Task prompt:
Recast every line of the listing below as a Markdown table with two columns, Row and Listing line. Number the rows in order and leave out any blank lines.

Pointing records:
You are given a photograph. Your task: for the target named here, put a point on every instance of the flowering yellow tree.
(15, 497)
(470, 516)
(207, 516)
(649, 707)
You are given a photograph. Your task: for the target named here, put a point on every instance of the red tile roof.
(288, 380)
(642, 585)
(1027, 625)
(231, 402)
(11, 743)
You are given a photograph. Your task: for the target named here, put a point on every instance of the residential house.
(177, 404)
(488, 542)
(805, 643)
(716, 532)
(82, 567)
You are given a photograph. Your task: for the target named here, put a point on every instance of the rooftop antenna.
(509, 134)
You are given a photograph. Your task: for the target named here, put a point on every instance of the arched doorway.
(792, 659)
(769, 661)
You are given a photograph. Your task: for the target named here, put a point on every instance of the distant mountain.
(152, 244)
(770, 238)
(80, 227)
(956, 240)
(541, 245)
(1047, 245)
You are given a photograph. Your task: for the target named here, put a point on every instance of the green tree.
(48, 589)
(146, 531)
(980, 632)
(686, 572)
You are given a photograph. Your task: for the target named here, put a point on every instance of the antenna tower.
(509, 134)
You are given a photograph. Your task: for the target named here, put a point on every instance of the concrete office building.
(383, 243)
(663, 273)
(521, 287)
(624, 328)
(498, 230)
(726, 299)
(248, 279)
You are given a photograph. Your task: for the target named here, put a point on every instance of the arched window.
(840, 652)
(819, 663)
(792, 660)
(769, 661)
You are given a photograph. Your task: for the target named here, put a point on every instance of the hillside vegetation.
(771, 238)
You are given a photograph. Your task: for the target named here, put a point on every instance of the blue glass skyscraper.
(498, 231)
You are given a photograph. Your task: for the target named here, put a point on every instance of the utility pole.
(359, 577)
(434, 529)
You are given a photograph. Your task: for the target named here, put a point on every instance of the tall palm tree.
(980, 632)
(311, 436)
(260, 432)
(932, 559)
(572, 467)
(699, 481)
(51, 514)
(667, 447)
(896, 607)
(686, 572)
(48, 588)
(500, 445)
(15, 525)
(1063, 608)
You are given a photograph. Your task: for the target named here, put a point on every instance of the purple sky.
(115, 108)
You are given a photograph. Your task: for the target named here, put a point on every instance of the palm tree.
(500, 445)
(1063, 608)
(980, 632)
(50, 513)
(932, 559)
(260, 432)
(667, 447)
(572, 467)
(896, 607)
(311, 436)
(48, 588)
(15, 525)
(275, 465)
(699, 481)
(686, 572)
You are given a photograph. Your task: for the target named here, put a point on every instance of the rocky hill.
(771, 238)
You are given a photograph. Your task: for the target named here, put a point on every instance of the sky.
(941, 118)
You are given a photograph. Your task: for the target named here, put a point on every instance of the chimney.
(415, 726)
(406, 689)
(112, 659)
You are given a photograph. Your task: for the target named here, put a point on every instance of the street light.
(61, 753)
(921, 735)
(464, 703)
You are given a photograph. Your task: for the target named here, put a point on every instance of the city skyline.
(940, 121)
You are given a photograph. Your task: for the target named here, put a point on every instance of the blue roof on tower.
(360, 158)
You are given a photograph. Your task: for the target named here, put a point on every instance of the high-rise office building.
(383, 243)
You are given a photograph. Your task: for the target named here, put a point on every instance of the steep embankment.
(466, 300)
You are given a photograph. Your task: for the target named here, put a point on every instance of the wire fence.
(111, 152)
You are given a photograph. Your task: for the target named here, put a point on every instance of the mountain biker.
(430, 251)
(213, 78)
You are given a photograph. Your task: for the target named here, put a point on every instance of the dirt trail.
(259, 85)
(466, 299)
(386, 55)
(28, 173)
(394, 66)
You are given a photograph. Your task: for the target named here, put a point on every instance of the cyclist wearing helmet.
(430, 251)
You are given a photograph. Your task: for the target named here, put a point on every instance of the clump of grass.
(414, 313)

Exercise solution:
| Row | Listing line |
|---|---|
| 1 | You are given a photograph. Your task: for the target named here, put a point on every instance of the flowering yellow tree. |
| 2 | (15, 497) |
| 3 | (470, 516) |
| 4 | (207, 516) |
| 5 | (649, 707) |
| 6 | You are given a photograph. Your task: for the target named here, put a point on every instance of the red tile roof. |
| 7 | (288, 380) |
| 8 | (642, 585) |
| 9 | (1027, 625) |
| 10 | (231, 402) |
| 11 | (11, 743) |
| 12 | You are given a photograph. Your task: for the target named here, put a point on every instance of the residential house. |
| 13 | (177, 404) |
| 14 | (488, 542) |
| 15 | (805, 643) |
| 16 | (716, 532) |
| 17 | (82, 567) |
| 18 | You are given a photograph. Your task: for the target named here, put a point on every instance of the rooftop antenna. |
| 19 | (509, 134) |
| 20 | You are given a photograph. Your task: for the target named here, put a point on every instance of the arched doorway. |
| 21 | (792, 659) |
| 22 | (769, 661) |
| 23 | You are given a photograph. Your task: for the target named here, put a point on every instance of the distant mountain. |
| 24 | (152, 244) |
| 25 | (770, 238) |
| 26 | (80, 227) |
| 27 | (956, 240) |
| 28 | (541, 245) |
| 29 | (1047, 245) |
| 30 | You are given a photograph. Your task: for the target named here, put a point on every instance of the green tree. |
| 31 | (48, 589) |
| 32 | (146, 531) |
| 33 | (980, 632) |
| 34 | (686, 572) |
| 35 | You are given a photograph. Your task: for the target named here, put a point on every instance of the antenna tower. |
| 36 | (509, 134) |
| 37 | You are given a photograph. Your task: for the target named here, put a point on every instance of the concrete office building. |
| 38 | (383, 243) |
| 39 | (663, 273) |
| 40 | (521, 287) |
| 41 | (624, 328) |
| 42 | (498, 230) |
| 43 | (726, 299) |
| 44 | (248, 279) |
| 45 | You are given a photograph. Your task: for the target named here, put a point on every instance of the arched window. |
| 46 | (840, 652) |
| 47 | (819, 663) |
| 48 | (792, 660) |
| 49 | (769, 661) |
| 50 | You are given a photograph. Your task: for the target named here, put a point on every instance of the hillside vegetation. |
| 51 | (771, 238) |
| 52 | You are given a photograph. Your task: for the target named here, put a point on every instance of the blue glass skyscraper. |
| 53 | (498, 231) |
| 54 | You are given a photograph. Your task: for the target named here, put a point on every instance of the utility pole. |
| 55 | (359, 577) |
| 56 | (434, 529) |
| 57 | You are given a photograph. Your task: for the target named here, put a point on every instance of the tall palm tree. |
| 58 | (980, 632) |
| 59 | (311, 436) |
| 60 | (260, 432) |
| 61 | (932, 559) |
| 62 | (572, 467) |
| 63 | (699, 481) |
| 64 | (51, 514) |
| 65 | (667, 447) |
| 66 | (896, 607) |
| 67 | (686, 572) |
| 68 | (48, 588) |
| 69 | (500, 445) |
| 70 | (15, 525) |
| 71 | (1063, 608) |
| 72 | You are given a photograph. Your task: for the target named here, put a point on every instance of the purple sky. |
| 73 | (115, 108) |
| 74 | You are given a photograph. Your task: for the target named here, put a point on every instance of the palm tree. |
| 75 | (500, 445) |
| 76 | (1063, 608) |
| 77 | (980, 632) |
| 78 | (50, 513) |
| 79 | (932, 559) |
| 80 | (260, 432) |
| 81 | (667, 447) |
| 82 | (572, 467) |
| 83 | (896, 607) |
| 84 | (311, 436) |
| 85 | (48, 588) |
| 86 | (15, 525) |
| 87 | (275, 465) |
| 88 | (699, 481) |
| 89 | (686, 572) |
| 90 | You are given a photograph. Your task: for the target named here, put a point on every instance of the rocky hill. |
| 91 | (771, 238) |
| 92 | You are given a photograph. Your task: for the target named here, put a point on every instance of the sky. |
| 93 | (941, 118) |
| 94 | You are given a photograph. Your task: for the target named here, put a point on every instance of the chimney. |
| 95 | (415, 726) |
| 96 | (406, 689) |
| 97 | (112, 659) |
| 98 | You are given a photograph. Your task: for the target named here, put a point on every instance of the street light. |
| 99 | (61, 753) |
| 100 | (921, 735) |
| 101 | (464, 703) |
| 102 | You are given a photograph. Your task: for the target named here, put a point on every instance of the city skyline. |
| 103 | (940, 121) |
| 104 | You are given a photograph. Your task: for the target named here, put a point on every instance of the blue roof on tower. |
| 105 | (360, 158) |
| 106 | You are given a photograph. Your task: for the target named here, put a point on every instance of the high-rise office building. |
| 107 | (383, 243) |
| 108 | You are given a photograph. Your task: for the target named here, put a point on every instance of the steep embankment. |
| 109 | (466, 300) |
| 110 | You are given a photograph. Your task: for the target named here, put a point on every instance of the wire fence. |
| 111 | (111, 152) |
| 112 | You are given a photograph. Your task: for the target named here, put a point on every instance of the mountain biker. |
| 113 | (430, 251) |
| 114 | (213, 78) |
| 115 | You are given a photograph. Your task: for the target named here, put a point on every instance of the dirt trail. |
| 116 | (259, 85) |
| 117 | (466, 299) |
| 118 | (386, 55) |
| 119 | (28, 173) |
| 120 | (394, 66) |
| 121 | You are given a photograph. Your task: for the target named here, put a point on every instance of the cyclist wearing helmet. |
| 122 | (430, 251) |
| 123 | You are given a photograph. Your task: for the target named here, put a point on every instance of the clump of grass. |
| 124 | (414, 313) |